Data records
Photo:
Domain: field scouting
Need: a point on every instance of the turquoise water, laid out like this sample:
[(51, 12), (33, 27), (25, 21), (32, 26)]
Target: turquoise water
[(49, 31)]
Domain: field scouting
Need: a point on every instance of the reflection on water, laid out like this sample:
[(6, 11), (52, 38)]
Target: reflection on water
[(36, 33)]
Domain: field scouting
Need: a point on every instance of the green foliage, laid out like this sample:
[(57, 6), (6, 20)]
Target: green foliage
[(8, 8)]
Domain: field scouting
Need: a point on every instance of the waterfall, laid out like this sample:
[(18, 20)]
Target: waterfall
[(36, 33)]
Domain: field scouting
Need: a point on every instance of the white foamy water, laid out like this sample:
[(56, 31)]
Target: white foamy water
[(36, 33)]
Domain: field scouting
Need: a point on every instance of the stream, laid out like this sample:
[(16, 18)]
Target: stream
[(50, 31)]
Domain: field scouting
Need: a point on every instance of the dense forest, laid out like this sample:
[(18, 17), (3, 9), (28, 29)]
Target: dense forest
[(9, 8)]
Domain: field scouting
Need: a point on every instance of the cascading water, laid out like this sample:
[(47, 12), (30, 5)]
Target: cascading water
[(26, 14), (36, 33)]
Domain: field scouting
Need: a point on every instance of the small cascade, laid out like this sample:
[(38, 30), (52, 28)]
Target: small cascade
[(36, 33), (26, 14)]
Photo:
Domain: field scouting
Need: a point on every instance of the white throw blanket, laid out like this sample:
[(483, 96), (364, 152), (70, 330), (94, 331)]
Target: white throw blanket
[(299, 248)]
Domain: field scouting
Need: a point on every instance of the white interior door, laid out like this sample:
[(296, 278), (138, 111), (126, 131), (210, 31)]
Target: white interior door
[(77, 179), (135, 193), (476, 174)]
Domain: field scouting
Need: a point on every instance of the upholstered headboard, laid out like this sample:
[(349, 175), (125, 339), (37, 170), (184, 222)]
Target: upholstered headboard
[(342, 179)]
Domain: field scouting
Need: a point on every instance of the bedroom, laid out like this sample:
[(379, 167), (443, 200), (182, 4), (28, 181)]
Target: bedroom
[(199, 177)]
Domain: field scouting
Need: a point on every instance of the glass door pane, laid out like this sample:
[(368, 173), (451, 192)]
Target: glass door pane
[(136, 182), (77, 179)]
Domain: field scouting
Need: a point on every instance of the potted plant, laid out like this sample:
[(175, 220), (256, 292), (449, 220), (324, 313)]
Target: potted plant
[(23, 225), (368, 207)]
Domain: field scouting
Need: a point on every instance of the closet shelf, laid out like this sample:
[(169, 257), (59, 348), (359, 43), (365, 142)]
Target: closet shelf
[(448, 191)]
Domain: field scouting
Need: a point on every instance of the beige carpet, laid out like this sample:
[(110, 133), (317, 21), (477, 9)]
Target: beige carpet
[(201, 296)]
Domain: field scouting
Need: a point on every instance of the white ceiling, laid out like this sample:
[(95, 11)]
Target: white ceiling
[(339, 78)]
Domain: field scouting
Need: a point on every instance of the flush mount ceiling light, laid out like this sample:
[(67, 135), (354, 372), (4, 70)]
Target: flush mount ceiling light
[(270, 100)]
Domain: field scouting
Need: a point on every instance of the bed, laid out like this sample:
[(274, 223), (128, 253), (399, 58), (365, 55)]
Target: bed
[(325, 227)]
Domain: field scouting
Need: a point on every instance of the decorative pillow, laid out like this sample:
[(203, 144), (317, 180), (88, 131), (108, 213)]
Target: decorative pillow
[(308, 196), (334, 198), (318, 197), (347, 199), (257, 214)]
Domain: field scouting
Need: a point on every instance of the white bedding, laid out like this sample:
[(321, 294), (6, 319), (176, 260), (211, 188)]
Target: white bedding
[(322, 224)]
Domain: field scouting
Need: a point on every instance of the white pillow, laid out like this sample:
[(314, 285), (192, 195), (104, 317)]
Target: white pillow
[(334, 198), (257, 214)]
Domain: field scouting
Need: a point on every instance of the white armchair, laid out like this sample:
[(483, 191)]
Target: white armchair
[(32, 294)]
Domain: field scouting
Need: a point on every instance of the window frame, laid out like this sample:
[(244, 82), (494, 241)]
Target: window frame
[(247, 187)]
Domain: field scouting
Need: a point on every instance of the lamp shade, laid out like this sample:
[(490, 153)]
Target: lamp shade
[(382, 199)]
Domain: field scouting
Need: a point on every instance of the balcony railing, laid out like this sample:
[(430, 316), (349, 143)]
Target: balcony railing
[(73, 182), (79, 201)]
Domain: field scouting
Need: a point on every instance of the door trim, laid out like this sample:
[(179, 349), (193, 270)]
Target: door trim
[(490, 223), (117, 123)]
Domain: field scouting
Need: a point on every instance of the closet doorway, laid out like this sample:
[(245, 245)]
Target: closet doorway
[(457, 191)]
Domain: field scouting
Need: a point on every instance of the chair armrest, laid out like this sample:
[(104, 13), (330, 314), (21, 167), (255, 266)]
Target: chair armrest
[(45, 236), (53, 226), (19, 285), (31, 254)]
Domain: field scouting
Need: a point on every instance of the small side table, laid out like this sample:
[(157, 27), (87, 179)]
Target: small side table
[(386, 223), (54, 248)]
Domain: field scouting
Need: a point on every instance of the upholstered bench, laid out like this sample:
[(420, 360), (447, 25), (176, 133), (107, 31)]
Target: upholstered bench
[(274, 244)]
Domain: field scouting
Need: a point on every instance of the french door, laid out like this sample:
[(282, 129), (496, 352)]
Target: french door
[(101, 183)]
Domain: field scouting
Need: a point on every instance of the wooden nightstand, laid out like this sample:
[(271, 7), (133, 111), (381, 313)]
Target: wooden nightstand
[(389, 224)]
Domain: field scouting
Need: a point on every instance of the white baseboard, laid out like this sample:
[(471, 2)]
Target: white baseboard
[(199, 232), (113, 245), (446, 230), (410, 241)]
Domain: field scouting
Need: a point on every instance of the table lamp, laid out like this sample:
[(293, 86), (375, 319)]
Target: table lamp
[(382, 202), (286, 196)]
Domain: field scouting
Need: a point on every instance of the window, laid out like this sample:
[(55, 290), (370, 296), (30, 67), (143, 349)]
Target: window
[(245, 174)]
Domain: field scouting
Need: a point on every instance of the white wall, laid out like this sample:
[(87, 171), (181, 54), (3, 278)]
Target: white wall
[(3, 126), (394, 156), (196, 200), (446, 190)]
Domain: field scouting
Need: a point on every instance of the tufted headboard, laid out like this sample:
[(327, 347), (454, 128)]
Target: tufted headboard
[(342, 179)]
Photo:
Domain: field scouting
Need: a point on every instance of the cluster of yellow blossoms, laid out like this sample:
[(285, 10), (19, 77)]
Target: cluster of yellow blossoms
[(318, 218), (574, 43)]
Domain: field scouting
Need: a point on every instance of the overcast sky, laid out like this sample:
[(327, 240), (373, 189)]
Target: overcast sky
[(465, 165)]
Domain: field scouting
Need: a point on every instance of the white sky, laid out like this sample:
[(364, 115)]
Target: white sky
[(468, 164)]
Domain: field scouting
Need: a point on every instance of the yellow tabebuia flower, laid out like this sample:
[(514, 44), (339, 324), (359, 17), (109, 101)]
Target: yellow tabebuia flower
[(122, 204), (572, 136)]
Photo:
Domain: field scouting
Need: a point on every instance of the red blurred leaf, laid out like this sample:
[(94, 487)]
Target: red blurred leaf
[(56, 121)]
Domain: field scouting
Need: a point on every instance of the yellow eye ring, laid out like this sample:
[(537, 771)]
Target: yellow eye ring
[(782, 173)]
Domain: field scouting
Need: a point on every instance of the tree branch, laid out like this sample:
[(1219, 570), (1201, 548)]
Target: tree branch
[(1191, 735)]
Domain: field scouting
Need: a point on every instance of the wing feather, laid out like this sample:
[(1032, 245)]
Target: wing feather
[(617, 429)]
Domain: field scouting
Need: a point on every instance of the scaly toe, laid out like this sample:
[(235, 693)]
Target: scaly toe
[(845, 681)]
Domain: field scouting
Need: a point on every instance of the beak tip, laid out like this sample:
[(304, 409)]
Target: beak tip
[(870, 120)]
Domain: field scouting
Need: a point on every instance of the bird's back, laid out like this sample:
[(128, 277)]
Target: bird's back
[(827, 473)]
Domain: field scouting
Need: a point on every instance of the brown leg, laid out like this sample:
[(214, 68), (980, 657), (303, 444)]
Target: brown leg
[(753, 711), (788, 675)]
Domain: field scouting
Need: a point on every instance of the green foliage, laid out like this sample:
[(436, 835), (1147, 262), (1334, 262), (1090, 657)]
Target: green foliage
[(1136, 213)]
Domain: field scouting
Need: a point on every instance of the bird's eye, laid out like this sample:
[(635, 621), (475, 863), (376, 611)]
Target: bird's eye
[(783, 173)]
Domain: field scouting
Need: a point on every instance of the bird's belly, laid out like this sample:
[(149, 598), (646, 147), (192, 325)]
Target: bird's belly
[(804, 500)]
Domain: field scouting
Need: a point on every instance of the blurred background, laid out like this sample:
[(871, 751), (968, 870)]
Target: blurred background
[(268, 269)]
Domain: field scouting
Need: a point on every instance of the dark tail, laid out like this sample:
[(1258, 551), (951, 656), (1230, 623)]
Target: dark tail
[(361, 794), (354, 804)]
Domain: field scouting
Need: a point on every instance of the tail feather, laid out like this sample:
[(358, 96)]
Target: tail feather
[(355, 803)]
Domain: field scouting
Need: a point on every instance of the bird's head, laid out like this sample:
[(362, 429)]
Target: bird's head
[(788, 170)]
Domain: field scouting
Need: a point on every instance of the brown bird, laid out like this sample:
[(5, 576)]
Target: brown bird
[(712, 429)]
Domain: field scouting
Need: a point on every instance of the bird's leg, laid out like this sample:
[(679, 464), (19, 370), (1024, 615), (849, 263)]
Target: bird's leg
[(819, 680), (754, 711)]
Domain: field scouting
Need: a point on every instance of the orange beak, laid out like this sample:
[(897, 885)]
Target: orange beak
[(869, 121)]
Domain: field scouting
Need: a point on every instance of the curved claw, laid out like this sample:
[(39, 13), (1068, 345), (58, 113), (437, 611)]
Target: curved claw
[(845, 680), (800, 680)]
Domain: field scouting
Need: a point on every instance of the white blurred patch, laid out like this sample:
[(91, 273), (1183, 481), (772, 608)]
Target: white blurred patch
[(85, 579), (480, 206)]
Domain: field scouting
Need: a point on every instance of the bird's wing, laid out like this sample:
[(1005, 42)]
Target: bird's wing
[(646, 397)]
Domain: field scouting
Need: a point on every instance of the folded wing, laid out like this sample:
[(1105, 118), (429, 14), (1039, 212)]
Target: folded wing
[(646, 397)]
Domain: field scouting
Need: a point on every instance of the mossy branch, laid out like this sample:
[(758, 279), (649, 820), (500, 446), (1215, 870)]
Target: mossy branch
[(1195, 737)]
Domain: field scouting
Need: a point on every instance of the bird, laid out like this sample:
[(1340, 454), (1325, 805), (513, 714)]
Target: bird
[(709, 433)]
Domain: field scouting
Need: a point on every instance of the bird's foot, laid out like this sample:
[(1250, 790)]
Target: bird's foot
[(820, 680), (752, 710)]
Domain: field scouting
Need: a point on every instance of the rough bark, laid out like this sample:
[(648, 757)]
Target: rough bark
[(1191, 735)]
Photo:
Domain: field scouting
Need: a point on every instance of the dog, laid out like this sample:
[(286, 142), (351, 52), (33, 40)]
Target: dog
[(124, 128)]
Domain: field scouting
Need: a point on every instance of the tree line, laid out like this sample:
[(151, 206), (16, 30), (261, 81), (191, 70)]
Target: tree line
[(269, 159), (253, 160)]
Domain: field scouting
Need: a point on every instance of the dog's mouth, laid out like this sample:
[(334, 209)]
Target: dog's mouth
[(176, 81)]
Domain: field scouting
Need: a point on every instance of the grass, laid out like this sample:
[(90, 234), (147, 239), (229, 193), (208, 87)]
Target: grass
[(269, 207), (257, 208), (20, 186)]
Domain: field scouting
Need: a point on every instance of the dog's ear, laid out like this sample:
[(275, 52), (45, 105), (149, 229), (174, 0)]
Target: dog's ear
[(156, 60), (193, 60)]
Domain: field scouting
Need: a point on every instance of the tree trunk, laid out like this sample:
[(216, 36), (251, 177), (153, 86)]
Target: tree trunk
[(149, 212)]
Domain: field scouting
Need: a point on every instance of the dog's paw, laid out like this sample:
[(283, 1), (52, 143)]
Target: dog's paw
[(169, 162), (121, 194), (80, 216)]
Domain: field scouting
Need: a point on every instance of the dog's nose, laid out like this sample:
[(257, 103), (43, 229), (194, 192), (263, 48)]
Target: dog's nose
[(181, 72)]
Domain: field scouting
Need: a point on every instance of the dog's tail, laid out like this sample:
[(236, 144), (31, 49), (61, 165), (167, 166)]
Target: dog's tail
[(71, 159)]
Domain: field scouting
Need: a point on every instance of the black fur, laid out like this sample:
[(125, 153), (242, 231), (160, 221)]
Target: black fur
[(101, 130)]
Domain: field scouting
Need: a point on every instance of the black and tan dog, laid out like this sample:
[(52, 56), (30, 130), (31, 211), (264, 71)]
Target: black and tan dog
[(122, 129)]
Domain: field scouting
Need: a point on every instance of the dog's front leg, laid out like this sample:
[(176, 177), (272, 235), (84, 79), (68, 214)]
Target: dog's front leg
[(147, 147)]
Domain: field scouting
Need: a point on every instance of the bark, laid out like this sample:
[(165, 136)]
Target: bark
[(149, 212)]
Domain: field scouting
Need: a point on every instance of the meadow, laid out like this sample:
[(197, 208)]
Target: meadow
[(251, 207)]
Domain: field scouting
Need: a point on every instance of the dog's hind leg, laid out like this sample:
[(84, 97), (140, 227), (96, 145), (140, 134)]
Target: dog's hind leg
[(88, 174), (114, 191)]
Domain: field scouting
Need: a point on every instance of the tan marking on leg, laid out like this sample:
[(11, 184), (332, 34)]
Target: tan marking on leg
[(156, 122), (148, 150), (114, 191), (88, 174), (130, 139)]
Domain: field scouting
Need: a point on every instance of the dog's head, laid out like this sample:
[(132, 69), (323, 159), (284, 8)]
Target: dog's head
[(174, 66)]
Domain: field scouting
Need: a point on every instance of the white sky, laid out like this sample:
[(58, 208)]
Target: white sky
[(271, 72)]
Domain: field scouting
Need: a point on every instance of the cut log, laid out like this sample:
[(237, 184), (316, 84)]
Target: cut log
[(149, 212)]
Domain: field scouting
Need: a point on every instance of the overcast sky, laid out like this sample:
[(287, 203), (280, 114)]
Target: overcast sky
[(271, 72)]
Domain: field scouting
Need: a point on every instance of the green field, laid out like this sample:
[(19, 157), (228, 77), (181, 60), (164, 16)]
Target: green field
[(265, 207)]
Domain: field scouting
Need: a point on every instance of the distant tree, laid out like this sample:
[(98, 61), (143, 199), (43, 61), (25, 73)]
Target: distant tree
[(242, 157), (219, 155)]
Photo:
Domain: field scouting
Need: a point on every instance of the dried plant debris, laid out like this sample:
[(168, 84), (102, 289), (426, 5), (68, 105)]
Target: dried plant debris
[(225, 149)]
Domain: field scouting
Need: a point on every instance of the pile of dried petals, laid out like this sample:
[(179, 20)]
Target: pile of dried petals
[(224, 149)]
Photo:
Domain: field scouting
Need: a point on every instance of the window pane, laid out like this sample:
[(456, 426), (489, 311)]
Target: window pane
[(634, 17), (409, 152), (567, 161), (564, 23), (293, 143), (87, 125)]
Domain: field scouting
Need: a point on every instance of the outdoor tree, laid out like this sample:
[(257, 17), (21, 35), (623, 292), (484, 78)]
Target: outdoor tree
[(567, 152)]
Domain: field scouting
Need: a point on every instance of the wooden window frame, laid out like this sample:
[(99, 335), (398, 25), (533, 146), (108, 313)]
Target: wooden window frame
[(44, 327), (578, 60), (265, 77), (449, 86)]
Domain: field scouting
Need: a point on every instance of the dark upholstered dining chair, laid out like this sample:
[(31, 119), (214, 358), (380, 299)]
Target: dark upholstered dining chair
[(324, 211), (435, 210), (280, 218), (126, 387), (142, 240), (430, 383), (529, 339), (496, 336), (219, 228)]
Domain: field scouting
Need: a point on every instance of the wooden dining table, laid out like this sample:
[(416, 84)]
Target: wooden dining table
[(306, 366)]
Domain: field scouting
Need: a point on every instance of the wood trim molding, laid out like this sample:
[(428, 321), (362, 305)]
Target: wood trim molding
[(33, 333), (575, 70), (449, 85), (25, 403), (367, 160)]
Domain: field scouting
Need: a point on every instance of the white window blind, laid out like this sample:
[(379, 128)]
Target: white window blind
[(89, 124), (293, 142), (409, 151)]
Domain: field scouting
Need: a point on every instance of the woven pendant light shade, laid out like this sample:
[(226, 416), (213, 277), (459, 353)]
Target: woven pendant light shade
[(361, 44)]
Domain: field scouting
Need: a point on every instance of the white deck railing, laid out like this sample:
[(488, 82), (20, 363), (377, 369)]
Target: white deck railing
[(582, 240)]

Task item
Copy the entries above exactly, but only from the line holding "[(648, 757)]" through the line holding "[(236, 144), (31, 49), (61, 165), (167, 166)]", both included.

Output below
[(648, 757)]
Target: rough bark
[(1191, 735)]
Photo:
Domain: field scouting
Need: a point on every instance of the dog, laid out like this sample:
[(286, 142), (351, 52), (33, 40)]
Target: dog
[(124, 128)]
Domain: field scouting
Need: a point on every instance of the tree line, laid out like this sample:
[(151, 206), (16, 30), (261, 81), (191, 70)]
Target: tree line
[(269, 159), (253, 160)]
Domain: field scouting
Need: a point on every instance of the dog's mouth, laid out like this sample:
[(334, 209)]
Target: dog's mouth
[(176, 81)]
Domain: field scouting
Need: a point on every instance of the grass, laid out like this sample:
[(90, 234), (147, 239), (229, 193), (208, 87)]
Target: grass
[(269, 207), (257, 208), (20, 186)]
Domain: field scouting
Need: a point on every instance of the dog's ear, laid out like this sample:
[(275, 52), (45, 105), (149, 229), (174, 0)]
Target: dog's ear
[(156, 60), (193, 60)]
Domain: field scouting
Need: a point on every instance of the tree trunk, laid out like this sample:
[(216, 36), (251, 177), (153, 86)]
Target: tree trunk
[(149, 212)]
Domain: field scouting
Need: a point on every instance of the dog's paw, laid out like this sample:
[(283, 1), (52, 143)]
Target: dog's paw
[(169, 162), (121, 194), (80, 216)]
Domain: field scouting
Need: a point on every instance of the dog's nose, laid out like this sample:
[(257, 103), (43, 229), (194, 192), (263, 48)]
Target: dog's nose
[(181, 72)]
Domain: field scouting
Need: a point on every instance of the dog's tail, laid out like this sample:
[(236, 144), (31, 49), (61, 165), (167, 166)]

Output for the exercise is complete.